» INSTRUCTIONS FOR THE TASK
Reproduce all records verbatim.

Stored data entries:
____
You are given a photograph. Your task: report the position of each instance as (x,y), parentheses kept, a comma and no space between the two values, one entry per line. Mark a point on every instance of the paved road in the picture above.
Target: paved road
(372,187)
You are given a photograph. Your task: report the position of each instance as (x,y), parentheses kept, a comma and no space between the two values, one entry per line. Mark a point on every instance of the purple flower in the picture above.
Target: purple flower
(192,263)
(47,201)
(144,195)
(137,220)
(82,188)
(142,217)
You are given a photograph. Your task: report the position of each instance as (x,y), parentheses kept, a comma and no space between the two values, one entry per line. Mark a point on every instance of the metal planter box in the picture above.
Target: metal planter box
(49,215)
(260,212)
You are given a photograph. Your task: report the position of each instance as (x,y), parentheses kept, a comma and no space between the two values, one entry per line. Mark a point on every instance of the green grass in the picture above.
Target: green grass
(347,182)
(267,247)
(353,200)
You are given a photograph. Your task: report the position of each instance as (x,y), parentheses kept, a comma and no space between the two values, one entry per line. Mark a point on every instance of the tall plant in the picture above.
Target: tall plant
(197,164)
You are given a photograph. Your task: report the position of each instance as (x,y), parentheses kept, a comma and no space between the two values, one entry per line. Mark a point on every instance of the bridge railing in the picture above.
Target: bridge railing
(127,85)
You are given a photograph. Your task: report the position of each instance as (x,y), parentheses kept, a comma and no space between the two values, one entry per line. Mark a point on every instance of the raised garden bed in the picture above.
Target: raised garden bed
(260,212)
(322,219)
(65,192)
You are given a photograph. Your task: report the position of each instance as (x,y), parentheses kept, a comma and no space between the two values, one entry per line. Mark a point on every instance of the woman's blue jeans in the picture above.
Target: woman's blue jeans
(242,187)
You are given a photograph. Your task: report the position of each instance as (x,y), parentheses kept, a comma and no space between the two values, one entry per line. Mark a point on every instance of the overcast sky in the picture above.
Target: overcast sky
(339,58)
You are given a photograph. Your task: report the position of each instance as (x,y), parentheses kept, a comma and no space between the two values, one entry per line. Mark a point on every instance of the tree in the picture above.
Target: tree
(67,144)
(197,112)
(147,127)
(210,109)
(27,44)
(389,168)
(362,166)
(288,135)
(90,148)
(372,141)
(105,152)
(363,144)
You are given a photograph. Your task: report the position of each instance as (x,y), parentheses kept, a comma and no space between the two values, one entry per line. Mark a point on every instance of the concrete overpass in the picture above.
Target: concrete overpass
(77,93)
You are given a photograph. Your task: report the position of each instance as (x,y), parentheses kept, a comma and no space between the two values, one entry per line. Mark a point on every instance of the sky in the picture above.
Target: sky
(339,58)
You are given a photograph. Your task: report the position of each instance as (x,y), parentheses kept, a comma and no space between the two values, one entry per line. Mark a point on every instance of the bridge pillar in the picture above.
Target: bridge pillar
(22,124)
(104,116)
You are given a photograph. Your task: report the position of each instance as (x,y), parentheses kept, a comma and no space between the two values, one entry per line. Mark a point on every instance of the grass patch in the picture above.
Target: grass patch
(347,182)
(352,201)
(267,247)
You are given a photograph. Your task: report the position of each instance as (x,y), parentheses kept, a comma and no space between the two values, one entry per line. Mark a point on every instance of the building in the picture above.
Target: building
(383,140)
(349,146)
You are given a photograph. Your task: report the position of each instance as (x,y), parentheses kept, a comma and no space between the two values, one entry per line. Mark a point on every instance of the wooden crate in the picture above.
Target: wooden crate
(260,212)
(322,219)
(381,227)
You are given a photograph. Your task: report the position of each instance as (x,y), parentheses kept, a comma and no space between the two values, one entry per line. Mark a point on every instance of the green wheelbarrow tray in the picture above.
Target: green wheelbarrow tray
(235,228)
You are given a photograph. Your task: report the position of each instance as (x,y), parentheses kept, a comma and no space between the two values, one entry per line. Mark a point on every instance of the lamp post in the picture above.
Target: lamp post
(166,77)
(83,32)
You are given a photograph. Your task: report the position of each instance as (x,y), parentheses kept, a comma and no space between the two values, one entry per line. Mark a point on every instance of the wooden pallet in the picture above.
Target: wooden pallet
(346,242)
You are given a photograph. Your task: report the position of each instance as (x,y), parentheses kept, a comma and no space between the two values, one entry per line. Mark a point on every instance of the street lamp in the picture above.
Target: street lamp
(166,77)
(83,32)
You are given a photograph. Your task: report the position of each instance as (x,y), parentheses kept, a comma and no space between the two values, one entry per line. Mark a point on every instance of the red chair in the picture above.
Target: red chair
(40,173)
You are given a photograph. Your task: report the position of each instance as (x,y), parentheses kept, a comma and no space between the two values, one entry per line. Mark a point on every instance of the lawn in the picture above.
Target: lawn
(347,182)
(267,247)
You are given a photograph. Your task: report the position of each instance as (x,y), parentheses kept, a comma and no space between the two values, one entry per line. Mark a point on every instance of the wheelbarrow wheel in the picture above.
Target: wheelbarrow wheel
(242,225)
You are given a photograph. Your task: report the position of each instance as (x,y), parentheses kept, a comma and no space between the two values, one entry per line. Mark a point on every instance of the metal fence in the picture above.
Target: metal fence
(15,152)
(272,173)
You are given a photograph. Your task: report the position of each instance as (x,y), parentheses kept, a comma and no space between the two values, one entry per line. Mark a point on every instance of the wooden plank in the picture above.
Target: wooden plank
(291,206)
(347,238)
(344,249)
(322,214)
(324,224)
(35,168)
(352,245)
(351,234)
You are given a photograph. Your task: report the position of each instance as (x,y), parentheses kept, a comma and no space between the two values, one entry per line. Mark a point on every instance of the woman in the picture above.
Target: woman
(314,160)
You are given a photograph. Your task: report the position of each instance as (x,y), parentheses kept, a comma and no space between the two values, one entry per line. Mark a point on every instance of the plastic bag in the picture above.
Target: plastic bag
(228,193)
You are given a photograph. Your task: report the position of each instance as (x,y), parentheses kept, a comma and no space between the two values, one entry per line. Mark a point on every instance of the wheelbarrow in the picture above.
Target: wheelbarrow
____
» WORKED SOLUTION
You are given a photograph. Your task: report the position of each instance as (x,y), parentheses kept, a comma and no space between the two values, one entry per line. Mark a point on every instance of the paved road in the picture above.
Target: paved road
(372,187)
You are given a photograph. Your task: report the position of each instance as (x,y), parentheses kept, a comma and no space between the two values, one entry per line. Mark a point on every instance of the purple flower in the picture above.
Target: purple flower
(192,263)
(47,201)
(144,195)
(137,220)
(82,188)
(142,217)
You are given a photograph. Your task: report the position of each instance as (x,y), parentheses kept, a comma and no space between the two values, one entry per line. Mark a point on every instance of the metal planter box in the picture above.
Target: metal planter box
(49,215)
(260,212)
You are given a photograph. Your task: report the position of each instance as (x,y), parentheses kept, a comma and no space between the two values, one entry per line. Mark a point on every instance of the green grass in the picture above.
Target: green grass
(347,182)
(267,247)
(353,200)
You are given a photograph. Your task: report the position of each instance as (x,y), parentheses kept, a comma and no space between the two values, one entry per line. Mark a point on every instance of the tall plant in the picture above.
Target: tall plant
(197,164)
You are given a photograph. Your task: report the position of each instance as (x,y), parentheses kept, a comma and no space between the two values, one entry per line. Mark a point on every instance of the bridge railing in the picture above.
Target: bridge railing
(127,85)
You are given a photograph. Your task: report the position of each instance as (x,y), parentheses kept, a comma and no space between the two values, one entry per line. Mark a point on every instance of the raised garden bed in the picture above.
Target: raised garden bed
(260,212)
(322,219)
(65,192)
You are given a photograph. Your task: report the position of each instance as (x,y), parentheses kept, a comma and no space between the two values, one entry per line. Mark a point on every instance of the woman's blue jeans in the picture above.
Target: woman's blue jeans
(242,187)
You are given a photograph. Your task: report the position of each instance as (x,y), parentheses kept, a comma and no space between the two values, one entry per line. Mark a point on every instance of the overcast sky in the picture above.
Target: overcast sky
(339,58)
You are given a photograph. Your task: report the position of each instance as (x,y), parentheses kept, a comma and no space between the two values, one entry per line. Mark a point on every instance of the tree in the picture above.
Target: tree
(67,144)
(197,112)
(147,127)
(210,109)
(27,44)
(389,168)
(362,166)
(288,135)
(90,148)
(372,141)
(105,152)
(363,144)
You are given a photograph. Your task: report the position of each instance as (x,y), parentheses kept, a comma and no space between the two values, one entry per line. Mark a point on every instance of the concrete overpass in the picture above.
Target: concrete overpass
(77,93)
You are given a photograph. Your task: report the position of each instance as (x,y), parentheses kept, a comma and no space between the two values, one entry per line. Mark a point on every instance of the sky in the picture above.
Target: sky
(339,58)
You are given a photograph. Your task: report the position of each instance as (x,y), parentheses kept, a comma and no space between the two values, one entry per line. Mark a point on every instance of the bridge pillar in the picture above.
Target: bridge pillar
(22,124)
(104,116)
You are given a photograph. Your task: report the position of each instance as (x,y), parentheses kept, a comma and no space between the two values, one entry per line. Mark a point on every instance of the grass patch in the picture above.
Target: grass patch
(347,182)
(352,201)
(267,247)
You are given a photograph. Your task: report the position of each instance as (x,y), parentheses kept, a comma and no space between the two values, one entry per line. Mark a point on every instance of the building in the picture above.
Target: building
(383,140)
(349,146)
You are given a photograph. Your task: report the position of each instance as (x,y), parentheses kept, a comma and no space between the two values, one entry per line. Mark a point on every instance of the wooden crate in the picture above.
Target: wooden crate
(260,212)
(322,219)
(381,227)
You are given a photograph. Your task: report the position of each instance as (x,y), parentheses kept, a comma and no space between the two values, one entry per line. Mark a point on every instance of the green wheelbarrow tray in the picture above.
Target: green wheelbarrow tray
(235,228)
You are given a photograph. Your task: report the position of each instance as (x,y), parentheses kept, a comma and no space between the two values, one entry per line. Mark a point on every instance of the lamp post in the picture above.
Target: lamp post
(166,77)
(83,32)
You are given a photograph. Your task: report the position of each instance as (x,y), parentheses kept, a comma and no space between the two values, one entry per line. Mark a point on every instance of the wooden pallet in the picture above.
Target: wooden pallet
(346,242)
You are given a photograph. Your task: report the position of each instance as (x,y), parentheses kept, a comma and no space between the two values, one entry per line. Mark a point on every instance of the street lamp in the picture above.
Target: street lamp
(166,77)
(83,32)
You are given a photograph. Your task: report the position of each instance as (x,y), parentheses kept, a comma and no space between the two values, one entry per line. Mark a point on every instance of the red chair in the picture above.
Target: red chair
(40,173)
You are given a photograph. Your task: report the position of each instance as (x,y), parentheses kept, a comma and no space between the two values, one entry per line. Mark a point on every instance of the lawn in the picture above.
Target: lawn
(347,182)
(267,247)
You are given a photograph. Your task: report the position of each instance as (x,y), parentheses kept, a comma and no space between the two values, one entry per line. Mark a point on every instance of the wheelbarrow wheel in the picture above.
Target: wheelbarrow wheel
(242,225)
You are given a photograph. Your task: report the position of each instance as (x,y), parentheses kept, a comma and no space between the two values, one entry per line. Mark a point on every instance of the metal fence in the picture above.
Target: metal fence
(15,152)
(272,173)
You are given a photograph. Your task: report the position of each instance as (x,y), parentheses kept, a comma and no space between the two values, one entry per line. Mark a point on every instance of the wooden plank in the picture above.
Target: wooden plank
(291,206)
(347,238)
(344,249)
(322,214)
(324,224)
(35,168)
(352,245)
(351,234)
You are given a photograph. Your task: report the position of each instance as (x,y), parentheses kept, a comma and no space between the two values, one entry per line. Mark a point on every instance of the woman in the picture above.
Target: woman
(314,160)
You are given a photograph. Your task: report the position of each instance as (x,y), parentheses kept, a comma and no space between the two values, one entry per line. Mark a point on every instance of the plastic bag in the picture above.
Target: plastic bag
(228,193)
You are given a photograph. Your task: report the position of each instance as (x,y), parentheses kept, a comma and no space between the two values, one entry per line. Mark a point on every instance of the wheelbarrow in the picture above.
Target: wheelbarrow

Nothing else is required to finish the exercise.